Records contained in a dataset:

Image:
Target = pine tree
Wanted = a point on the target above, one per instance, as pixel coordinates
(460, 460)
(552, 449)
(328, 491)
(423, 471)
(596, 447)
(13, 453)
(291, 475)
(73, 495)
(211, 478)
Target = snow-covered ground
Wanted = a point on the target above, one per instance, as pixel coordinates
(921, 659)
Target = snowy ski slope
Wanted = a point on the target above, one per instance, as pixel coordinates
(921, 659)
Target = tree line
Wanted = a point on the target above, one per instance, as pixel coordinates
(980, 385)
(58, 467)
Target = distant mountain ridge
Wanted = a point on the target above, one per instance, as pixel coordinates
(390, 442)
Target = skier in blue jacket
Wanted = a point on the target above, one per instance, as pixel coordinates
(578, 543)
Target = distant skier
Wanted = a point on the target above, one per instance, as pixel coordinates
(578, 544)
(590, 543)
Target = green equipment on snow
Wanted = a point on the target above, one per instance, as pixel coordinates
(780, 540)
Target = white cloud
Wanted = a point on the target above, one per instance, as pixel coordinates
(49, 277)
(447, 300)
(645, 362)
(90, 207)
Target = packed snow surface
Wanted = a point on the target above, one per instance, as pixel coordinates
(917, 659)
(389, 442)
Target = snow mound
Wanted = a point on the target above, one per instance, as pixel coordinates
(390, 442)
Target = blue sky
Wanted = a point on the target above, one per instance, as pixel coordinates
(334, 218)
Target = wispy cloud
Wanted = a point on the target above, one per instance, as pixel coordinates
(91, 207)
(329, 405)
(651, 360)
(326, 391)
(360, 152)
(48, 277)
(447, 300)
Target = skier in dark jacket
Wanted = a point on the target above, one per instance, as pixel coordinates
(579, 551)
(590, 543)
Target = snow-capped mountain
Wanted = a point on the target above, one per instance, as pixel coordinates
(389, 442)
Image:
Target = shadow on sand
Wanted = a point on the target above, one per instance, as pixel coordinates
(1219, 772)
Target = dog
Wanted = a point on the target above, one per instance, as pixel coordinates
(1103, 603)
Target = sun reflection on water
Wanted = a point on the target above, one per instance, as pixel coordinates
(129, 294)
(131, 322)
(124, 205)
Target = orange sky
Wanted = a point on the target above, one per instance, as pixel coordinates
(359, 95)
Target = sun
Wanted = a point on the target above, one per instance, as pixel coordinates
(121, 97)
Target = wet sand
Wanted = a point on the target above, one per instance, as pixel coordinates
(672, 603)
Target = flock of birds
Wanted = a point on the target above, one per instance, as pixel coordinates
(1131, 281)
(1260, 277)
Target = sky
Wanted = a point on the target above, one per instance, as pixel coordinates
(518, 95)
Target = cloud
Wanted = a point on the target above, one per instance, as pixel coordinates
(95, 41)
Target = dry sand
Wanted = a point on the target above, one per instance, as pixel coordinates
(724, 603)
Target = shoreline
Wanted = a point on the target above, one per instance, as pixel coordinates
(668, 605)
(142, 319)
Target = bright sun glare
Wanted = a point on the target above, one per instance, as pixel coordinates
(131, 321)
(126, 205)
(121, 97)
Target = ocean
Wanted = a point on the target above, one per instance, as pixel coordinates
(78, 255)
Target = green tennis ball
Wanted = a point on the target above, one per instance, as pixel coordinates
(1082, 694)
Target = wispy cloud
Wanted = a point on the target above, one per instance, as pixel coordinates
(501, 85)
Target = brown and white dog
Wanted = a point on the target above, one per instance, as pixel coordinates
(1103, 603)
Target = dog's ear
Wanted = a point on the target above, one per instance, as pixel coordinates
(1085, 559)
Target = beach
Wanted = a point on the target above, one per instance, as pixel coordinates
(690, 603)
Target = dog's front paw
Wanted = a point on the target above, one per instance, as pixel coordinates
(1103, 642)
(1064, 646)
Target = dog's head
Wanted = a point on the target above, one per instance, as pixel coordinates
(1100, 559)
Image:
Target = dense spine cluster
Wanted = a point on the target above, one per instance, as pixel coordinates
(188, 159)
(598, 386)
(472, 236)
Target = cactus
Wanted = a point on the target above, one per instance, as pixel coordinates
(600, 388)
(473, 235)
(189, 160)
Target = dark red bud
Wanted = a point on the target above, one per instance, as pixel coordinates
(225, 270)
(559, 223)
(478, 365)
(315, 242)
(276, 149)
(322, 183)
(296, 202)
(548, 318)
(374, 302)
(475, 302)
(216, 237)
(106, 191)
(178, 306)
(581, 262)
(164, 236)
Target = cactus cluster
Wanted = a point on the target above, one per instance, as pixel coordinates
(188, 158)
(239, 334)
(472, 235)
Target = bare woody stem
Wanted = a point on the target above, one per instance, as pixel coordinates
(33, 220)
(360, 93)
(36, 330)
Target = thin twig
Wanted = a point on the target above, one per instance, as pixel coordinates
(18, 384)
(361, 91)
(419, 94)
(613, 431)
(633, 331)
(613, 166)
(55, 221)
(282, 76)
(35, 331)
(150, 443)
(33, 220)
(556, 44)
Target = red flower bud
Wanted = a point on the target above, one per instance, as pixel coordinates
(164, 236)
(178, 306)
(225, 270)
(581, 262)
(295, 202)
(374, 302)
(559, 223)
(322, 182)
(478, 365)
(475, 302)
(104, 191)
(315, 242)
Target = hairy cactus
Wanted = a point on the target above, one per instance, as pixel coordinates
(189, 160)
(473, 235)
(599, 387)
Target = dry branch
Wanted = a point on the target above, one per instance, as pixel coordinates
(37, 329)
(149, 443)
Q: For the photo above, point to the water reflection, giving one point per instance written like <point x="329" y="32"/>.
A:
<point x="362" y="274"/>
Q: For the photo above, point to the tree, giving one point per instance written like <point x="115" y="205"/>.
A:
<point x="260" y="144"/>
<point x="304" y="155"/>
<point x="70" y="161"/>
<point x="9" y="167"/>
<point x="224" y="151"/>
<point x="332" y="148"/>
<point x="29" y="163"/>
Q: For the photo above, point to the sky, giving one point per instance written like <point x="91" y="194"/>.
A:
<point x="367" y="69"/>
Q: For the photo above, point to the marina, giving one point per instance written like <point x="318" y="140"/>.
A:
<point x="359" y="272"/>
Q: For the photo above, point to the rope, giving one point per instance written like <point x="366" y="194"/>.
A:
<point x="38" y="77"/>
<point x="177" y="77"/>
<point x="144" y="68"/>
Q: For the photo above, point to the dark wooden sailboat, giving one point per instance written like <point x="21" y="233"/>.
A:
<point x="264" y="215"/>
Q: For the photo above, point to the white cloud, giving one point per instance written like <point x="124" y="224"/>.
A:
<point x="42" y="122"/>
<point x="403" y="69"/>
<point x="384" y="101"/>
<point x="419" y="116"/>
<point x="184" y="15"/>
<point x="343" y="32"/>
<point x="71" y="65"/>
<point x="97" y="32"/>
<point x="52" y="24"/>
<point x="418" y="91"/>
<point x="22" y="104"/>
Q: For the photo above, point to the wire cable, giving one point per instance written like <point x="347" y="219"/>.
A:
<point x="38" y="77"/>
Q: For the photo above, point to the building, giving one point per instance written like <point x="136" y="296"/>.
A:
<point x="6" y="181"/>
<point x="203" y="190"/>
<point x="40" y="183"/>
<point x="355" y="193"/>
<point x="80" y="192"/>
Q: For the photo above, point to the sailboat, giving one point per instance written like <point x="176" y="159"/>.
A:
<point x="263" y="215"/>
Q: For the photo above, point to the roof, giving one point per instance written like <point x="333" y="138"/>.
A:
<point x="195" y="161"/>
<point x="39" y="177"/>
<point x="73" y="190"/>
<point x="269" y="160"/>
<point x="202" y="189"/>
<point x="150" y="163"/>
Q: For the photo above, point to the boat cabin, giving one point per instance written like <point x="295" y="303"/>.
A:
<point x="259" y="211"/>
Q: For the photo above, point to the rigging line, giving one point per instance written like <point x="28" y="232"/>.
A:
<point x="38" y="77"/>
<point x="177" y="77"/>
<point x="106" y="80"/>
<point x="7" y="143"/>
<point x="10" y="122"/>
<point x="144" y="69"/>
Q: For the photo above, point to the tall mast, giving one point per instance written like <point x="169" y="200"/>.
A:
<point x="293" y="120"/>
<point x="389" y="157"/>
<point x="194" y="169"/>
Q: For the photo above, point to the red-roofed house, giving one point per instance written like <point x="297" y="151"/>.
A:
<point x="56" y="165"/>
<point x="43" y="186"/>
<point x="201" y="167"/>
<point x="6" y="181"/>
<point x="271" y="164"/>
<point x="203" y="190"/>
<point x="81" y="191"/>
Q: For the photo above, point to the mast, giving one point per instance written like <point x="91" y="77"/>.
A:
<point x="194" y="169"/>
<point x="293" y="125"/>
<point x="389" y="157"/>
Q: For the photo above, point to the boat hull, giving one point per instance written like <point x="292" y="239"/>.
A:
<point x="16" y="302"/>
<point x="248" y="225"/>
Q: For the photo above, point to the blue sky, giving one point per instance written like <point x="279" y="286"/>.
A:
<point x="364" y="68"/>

◆ **Requirement**: Copy out verbatim every line of the listing from the line containing "Q: For the photo above, point to the boat hull, giving" through the end of the listing, including both of those end lines.

◆ **Task output**:
Q: For the photo above, point to the boat hull, giving one point per instance written like <point x="292" y="239"/>.
A:
<point x="16" y="302"/>
<point x="248" y="225"/>
Q: For the photo above, point to the blue sky, giving one point per instance written like <point x="279" y="286"/>.
A:
<point x="364" y="68"/>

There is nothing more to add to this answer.